**PROVIDED INFORMATION**
********************

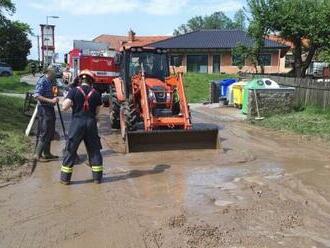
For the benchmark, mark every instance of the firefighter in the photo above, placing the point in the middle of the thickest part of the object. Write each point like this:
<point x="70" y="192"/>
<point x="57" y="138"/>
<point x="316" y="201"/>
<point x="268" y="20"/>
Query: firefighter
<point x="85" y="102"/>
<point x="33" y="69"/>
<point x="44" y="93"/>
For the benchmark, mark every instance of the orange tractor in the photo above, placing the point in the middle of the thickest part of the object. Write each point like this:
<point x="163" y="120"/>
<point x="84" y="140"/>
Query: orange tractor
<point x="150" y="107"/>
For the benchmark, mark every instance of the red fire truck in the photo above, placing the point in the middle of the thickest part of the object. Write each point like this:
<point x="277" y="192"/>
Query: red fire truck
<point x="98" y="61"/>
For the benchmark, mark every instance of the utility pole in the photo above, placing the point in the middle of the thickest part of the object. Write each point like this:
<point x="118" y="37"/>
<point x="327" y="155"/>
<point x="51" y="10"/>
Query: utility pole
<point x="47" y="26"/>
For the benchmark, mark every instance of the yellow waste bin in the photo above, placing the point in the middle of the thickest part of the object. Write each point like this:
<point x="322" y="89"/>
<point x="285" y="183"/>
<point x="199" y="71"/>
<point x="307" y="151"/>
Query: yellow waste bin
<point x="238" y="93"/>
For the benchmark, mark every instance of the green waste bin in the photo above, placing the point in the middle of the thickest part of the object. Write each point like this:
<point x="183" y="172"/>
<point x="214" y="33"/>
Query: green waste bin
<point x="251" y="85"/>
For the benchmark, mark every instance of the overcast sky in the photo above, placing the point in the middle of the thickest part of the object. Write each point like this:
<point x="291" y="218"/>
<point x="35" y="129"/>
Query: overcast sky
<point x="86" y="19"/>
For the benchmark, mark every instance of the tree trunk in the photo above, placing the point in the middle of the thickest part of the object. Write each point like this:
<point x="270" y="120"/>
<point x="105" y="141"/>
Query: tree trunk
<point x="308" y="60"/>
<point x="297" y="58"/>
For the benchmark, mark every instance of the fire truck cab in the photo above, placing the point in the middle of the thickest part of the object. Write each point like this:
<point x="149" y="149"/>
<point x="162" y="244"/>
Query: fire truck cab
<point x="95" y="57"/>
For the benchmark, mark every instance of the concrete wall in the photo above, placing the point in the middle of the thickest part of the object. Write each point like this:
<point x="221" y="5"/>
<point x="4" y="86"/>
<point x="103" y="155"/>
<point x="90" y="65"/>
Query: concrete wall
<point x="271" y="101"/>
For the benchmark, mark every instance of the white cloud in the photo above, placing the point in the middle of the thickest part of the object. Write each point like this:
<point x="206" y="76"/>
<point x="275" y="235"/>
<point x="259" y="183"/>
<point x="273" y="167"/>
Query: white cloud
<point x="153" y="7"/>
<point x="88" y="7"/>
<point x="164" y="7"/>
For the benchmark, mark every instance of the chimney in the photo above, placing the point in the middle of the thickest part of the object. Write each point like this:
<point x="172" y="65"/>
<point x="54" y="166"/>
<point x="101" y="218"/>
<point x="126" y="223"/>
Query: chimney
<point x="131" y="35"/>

********************

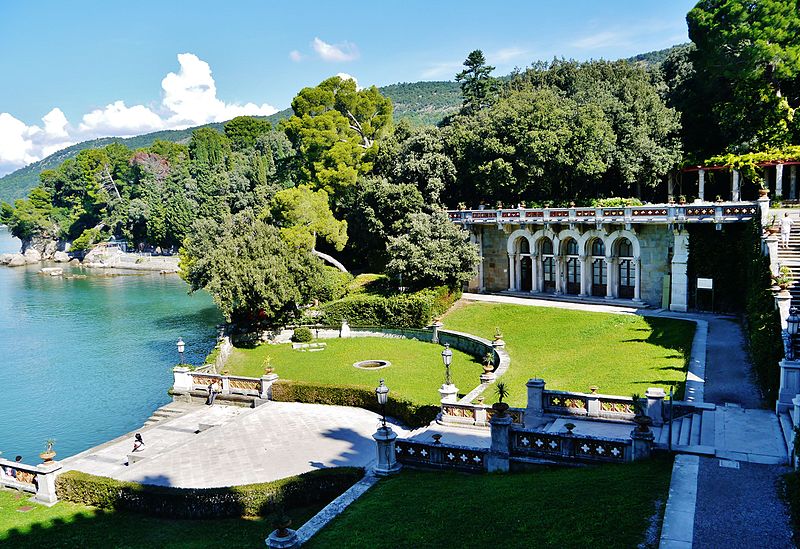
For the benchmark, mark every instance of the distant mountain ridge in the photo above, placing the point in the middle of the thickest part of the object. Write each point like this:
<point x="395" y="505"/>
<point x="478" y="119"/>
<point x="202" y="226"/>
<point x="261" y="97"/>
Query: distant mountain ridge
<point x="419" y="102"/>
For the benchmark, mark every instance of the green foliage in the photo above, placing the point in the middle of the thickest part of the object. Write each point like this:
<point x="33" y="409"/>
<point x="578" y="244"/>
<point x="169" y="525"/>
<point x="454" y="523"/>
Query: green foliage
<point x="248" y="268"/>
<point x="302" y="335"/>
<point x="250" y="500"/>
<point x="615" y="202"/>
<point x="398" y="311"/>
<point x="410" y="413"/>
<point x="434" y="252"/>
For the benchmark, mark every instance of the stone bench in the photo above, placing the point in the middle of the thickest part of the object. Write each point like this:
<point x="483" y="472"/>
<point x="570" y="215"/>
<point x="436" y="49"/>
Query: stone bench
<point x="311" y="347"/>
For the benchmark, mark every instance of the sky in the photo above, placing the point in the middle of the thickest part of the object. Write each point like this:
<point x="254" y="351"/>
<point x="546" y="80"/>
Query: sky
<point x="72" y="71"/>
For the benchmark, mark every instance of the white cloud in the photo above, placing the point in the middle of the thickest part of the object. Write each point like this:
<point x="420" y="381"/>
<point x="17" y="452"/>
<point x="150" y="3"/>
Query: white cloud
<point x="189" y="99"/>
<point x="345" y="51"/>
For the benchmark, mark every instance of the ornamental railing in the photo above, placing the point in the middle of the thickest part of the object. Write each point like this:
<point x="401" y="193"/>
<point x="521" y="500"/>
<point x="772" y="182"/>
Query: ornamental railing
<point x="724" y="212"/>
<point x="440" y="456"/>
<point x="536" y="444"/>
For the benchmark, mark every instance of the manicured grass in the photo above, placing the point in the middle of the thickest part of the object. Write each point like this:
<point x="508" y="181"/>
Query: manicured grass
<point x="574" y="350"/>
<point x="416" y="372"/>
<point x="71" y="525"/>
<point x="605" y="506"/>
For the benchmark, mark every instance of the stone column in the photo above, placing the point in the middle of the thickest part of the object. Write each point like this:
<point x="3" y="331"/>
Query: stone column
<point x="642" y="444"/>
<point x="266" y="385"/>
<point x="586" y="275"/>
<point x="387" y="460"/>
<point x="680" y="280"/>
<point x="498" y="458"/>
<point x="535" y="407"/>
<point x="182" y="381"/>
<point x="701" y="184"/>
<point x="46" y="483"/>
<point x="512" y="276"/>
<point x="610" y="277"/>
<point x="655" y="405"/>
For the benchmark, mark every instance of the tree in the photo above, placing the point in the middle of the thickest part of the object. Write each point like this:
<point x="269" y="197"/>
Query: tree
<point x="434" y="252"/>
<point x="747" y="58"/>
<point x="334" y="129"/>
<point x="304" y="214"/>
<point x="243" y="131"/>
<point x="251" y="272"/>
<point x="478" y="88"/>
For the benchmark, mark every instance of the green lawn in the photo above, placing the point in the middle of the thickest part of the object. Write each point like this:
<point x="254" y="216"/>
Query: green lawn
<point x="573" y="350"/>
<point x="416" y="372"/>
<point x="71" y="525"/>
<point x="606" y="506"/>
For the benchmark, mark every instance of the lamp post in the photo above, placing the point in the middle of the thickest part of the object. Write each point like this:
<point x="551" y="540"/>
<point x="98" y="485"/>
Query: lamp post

********************

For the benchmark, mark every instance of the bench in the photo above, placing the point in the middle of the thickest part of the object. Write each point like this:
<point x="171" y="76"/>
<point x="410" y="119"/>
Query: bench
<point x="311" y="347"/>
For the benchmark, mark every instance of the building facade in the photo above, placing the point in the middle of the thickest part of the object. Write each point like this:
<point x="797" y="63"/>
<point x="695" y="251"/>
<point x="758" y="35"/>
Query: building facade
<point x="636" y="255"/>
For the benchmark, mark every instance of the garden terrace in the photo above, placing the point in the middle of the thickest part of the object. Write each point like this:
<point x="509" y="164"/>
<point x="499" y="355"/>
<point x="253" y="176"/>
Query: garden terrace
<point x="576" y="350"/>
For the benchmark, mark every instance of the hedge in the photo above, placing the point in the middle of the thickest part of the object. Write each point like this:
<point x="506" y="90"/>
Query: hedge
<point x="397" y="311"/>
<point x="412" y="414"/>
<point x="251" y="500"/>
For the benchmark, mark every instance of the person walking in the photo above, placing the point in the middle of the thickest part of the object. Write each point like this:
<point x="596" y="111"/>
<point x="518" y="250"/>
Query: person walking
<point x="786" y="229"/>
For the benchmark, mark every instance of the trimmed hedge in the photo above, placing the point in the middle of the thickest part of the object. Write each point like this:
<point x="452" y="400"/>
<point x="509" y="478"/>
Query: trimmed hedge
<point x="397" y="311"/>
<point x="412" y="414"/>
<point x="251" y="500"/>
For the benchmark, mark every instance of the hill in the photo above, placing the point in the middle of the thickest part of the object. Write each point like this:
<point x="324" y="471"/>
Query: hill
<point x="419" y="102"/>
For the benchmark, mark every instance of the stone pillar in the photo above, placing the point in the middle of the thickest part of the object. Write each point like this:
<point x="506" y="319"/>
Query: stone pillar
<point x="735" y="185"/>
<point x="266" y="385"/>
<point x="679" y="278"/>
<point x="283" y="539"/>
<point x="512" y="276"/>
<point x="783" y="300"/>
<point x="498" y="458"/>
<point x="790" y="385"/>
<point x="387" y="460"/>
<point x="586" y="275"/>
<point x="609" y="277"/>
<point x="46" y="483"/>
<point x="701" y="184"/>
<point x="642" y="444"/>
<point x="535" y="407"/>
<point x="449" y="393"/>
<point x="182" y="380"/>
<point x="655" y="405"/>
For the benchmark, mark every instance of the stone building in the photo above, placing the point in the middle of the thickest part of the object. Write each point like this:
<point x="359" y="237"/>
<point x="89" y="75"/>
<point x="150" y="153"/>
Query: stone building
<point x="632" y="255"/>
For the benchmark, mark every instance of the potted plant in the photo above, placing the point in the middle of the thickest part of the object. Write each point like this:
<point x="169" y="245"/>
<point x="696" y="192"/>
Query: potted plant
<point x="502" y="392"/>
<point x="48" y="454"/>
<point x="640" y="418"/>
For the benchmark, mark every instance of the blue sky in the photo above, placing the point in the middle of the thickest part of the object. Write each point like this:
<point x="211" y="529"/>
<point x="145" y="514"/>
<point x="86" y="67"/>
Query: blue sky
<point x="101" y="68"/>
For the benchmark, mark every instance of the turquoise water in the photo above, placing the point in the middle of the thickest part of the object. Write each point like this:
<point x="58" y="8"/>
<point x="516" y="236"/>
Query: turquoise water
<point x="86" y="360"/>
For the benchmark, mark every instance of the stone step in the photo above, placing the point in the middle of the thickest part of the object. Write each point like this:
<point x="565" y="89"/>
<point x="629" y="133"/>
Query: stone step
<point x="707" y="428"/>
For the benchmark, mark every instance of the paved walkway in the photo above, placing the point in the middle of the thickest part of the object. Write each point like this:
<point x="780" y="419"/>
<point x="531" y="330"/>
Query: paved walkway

********************

**WORK TO DO**
Can you return, word for word, the lines of the records from the line with "For the benchmark, mark every instance of the garden" up to and including the line with "Query: garden terrace"?

**FINISHED ANSWER**
For the benchmark, mark every instance of the garden terrace in the photo above, placing the point in the middle of the thickest part of the object. Write each point like this:
<point x="509" y="164"/>
<point x="499" y="355"/>
<point x="253" y="176"/>
Query: garden terrace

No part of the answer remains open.